● **Short task 1**: Give everything from "Ballmer has made" down to "Global Equities Research." in the passage on Microsoft's leadership again, substituting "Office" for "Windows".

● **Passage to read**:
=====

Ballmer has made it clear that executives have to work together better. Next year, top managers will get bonuses based on company-wide performance, not just their own unit, which Ballmer hopes will lead to “deeper cross-organization collaboration.”


But there is no guarantee Ballmer can radically redirect almost four decades of culture at Microsoft – which he is partly responsible for – that gave Windows primacy and intentionally pitted teams against one another to get the best results.


Nothing will change without new leaders from outside the company, said Trip Chowdhry, managing director at Global Equities Research.


Microsoft is clinging to the past and they keep bringing in the people from the past. This is a fundamental flaw in the logic,” Chowdhry said.


CEO THRONE


Despite urging collaboration, Ballmer – a 32-year Microsoft veteran who took over as CEO from Bill Gates in 2000 – does not let any junior executive get too close to challenging his authority.

=====

● **Given information**:
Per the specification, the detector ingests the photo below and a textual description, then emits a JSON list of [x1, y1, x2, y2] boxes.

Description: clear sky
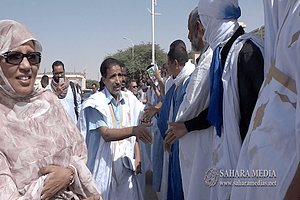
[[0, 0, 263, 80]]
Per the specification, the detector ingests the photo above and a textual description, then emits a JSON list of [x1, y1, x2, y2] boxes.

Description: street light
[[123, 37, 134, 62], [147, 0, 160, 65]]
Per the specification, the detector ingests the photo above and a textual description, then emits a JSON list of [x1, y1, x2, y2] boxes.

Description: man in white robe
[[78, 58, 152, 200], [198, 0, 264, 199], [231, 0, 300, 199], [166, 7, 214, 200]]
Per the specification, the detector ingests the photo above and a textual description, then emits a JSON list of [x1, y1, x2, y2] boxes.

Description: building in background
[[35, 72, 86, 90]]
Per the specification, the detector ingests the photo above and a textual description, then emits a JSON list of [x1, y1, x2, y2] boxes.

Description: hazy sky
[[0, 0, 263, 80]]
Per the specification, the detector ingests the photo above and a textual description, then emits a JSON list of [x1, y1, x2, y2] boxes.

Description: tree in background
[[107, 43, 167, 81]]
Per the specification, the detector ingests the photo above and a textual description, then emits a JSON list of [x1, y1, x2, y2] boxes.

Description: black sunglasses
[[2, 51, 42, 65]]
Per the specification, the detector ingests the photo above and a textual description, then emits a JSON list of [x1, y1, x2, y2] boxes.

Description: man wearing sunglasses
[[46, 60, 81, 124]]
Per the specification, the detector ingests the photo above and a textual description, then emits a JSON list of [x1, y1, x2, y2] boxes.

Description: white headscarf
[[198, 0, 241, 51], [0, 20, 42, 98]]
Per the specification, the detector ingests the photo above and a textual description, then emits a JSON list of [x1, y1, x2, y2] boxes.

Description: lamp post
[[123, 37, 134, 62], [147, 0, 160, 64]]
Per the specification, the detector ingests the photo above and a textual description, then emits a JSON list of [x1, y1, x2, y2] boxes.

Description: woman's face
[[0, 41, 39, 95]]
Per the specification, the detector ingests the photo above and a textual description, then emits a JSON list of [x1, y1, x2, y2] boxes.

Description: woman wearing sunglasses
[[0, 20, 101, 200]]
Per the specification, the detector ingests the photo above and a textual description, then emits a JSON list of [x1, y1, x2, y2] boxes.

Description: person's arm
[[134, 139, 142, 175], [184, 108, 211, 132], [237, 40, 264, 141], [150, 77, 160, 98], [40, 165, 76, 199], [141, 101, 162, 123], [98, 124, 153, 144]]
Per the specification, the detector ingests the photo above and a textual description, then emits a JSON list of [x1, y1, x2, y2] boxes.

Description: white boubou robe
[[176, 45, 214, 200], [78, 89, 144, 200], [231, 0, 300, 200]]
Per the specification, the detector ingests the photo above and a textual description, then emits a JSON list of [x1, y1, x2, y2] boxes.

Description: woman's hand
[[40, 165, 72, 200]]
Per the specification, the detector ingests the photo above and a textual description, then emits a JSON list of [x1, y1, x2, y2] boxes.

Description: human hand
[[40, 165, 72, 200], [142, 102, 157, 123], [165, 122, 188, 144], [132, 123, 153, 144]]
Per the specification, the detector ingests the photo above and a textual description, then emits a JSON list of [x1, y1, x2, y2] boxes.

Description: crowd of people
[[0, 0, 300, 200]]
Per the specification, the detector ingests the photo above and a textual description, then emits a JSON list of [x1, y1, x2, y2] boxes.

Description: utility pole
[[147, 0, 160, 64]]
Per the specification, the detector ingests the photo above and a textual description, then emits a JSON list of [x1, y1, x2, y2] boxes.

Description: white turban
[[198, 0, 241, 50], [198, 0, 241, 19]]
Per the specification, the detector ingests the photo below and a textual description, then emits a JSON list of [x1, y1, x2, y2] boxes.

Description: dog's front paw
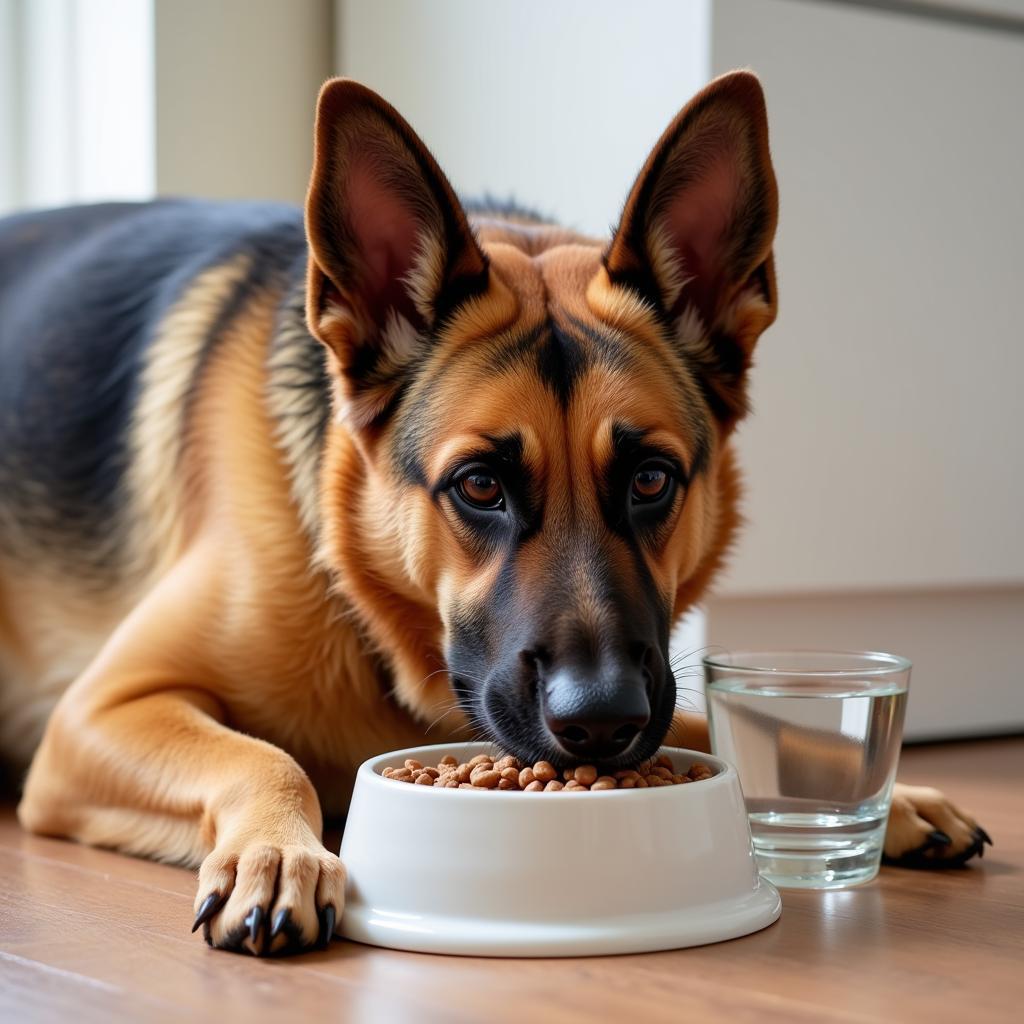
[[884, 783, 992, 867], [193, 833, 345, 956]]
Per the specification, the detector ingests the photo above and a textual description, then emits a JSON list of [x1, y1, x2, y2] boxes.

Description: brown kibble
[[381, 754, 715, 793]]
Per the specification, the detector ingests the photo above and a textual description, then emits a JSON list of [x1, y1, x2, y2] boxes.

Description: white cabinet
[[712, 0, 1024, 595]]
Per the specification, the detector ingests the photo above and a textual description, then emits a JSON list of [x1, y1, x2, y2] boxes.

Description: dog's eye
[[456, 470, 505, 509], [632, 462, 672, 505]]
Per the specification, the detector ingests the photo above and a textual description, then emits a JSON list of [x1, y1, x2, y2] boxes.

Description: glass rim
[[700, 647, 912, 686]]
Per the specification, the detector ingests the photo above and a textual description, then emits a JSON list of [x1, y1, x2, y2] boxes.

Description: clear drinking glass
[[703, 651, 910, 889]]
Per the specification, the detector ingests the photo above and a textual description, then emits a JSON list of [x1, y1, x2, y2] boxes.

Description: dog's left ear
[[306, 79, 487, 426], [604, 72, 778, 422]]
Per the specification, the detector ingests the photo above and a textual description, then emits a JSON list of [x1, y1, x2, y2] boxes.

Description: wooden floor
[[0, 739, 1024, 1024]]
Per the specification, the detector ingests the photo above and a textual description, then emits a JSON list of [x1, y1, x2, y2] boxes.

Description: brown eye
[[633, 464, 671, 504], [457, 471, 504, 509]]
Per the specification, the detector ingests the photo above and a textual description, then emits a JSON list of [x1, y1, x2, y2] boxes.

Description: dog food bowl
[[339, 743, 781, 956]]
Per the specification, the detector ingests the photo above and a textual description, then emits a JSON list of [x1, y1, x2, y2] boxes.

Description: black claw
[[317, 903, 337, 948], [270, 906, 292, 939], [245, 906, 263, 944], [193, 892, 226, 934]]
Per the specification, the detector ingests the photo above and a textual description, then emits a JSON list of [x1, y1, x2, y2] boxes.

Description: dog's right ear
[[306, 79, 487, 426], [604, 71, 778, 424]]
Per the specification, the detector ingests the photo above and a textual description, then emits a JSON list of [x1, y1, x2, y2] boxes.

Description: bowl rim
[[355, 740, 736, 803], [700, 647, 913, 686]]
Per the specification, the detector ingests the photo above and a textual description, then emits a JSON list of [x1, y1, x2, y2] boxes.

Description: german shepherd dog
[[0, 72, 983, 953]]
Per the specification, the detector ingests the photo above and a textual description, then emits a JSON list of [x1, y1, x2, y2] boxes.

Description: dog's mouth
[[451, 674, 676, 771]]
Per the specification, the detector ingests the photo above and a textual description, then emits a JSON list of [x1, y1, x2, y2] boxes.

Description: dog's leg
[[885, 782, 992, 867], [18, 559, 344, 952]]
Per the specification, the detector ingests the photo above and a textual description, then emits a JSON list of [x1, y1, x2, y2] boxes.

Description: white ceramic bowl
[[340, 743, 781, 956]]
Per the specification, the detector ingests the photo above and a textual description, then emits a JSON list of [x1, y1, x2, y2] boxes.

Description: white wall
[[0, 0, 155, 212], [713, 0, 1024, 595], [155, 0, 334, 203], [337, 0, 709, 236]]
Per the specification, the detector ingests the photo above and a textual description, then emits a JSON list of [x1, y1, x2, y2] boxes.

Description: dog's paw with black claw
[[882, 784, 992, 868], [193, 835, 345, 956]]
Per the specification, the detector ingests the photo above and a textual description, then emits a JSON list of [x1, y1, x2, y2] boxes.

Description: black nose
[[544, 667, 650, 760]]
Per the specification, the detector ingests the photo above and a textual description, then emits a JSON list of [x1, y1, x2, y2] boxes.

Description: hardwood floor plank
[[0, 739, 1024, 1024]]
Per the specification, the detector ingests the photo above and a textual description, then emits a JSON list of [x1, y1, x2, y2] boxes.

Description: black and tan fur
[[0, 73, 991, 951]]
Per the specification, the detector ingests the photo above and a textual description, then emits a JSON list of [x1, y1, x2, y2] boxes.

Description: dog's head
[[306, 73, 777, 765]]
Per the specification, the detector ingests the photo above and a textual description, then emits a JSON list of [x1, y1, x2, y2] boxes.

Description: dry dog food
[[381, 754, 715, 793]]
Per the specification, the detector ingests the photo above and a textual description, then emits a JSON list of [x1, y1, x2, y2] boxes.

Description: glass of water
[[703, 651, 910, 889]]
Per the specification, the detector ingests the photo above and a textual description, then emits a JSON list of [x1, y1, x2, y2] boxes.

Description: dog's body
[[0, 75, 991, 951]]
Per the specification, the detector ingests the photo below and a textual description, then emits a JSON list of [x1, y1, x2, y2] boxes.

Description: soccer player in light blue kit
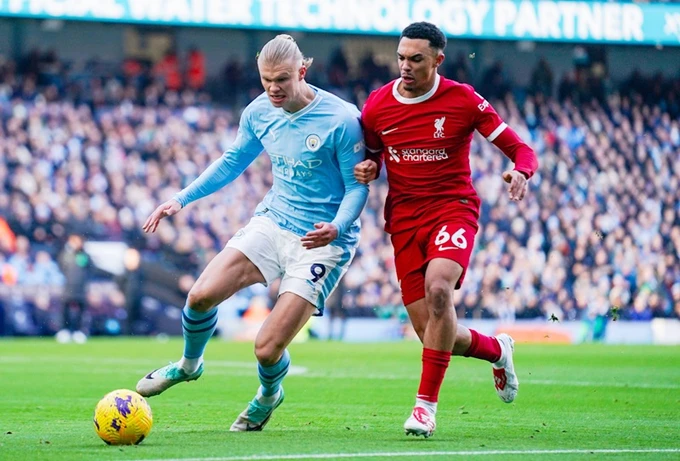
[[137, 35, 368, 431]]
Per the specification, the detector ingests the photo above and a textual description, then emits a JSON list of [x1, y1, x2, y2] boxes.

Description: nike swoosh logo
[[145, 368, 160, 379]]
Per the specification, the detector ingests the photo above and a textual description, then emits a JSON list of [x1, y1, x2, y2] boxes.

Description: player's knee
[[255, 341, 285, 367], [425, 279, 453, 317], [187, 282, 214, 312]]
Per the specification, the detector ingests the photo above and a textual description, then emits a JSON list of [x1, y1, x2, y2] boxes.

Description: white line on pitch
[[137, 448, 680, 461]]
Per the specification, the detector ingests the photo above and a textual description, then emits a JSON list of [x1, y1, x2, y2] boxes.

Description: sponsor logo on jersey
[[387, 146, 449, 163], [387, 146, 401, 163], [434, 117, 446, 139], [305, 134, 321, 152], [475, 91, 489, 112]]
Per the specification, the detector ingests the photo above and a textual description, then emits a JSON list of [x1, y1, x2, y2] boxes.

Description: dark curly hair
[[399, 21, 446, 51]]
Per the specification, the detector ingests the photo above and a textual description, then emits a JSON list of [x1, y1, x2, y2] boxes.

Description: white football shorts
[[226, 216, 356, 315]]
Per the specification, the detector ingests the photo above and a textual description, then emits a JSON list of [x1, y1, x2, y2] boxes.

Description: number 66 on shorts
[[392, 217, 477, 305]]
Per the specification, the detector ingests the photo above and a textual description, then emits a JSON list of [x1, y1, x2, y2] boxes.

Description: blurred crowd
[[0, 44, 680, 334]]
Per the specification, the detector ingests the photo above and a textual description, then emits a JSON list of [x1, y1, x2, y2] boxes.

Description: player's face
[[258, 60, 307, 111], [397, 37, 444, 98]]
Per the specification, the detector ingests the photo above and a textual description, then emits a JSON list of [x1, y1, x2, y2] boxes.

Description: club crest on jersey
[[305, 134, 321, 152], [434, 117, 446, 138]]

=====

● **Short task 2**: Render only the rows above, everything from the very first one down to and including the line that contains "[[35, 72, 86, 90]]", as a two-column CSV with the columns request and boxes. Use one CSV line per row, put each field in quotes, turn line breaks into spaces, and leave the pictures out.

● **Worked answer 1**:
Ballmer has made it clear that executives have to work together better. Next year, top managers will get bonuses based on company-wide performance, not just their own unit, which Ballmer hopes will lead to “deeper cross-organization collaboration.”


But there is no guarantee Ballmer can radically redirect almost four decades of culture at Microsoft – which he is partly responsible for – that gave Office primacy and intentionally pitted teams against one another to get the best results.


Nothing will change without new leaders from outside the company, said Trip Chowdhry, managing director at Global Equities Research.

● **Worked answer 2**:
request,boxes
"Per the specification, the detector ingests the photo below and a textual description, then emits a JSON list of [x1, y1, x2, y2] boxes. Description: clear sky","[[0, 0, 263, 80]]"
"Per the specification, the detector ingests the photo above and a textual description, then emits a JSON list of [x1, y1, x2, y2] boxes. Description: street light","[[123, 37, 134, 62], [147, 0, 160, 65]]"
"Per the specification, the detector ingests the photo above and a textual description, then emits a JSON list of [x1, y1, x2, y2] boxes. Description: man in white robe","[[78, 58, 152, 200], [198, 0, 264, 199], [231, 0, 300, 199], [166, 7, 214, 200]]"
"Per the specification, the detector ingests the photo above and a textual description, then emits a JSON list of [x1, y1, x2, y2] boxes. Description: building in background","[[35, 72, 86, 90]]"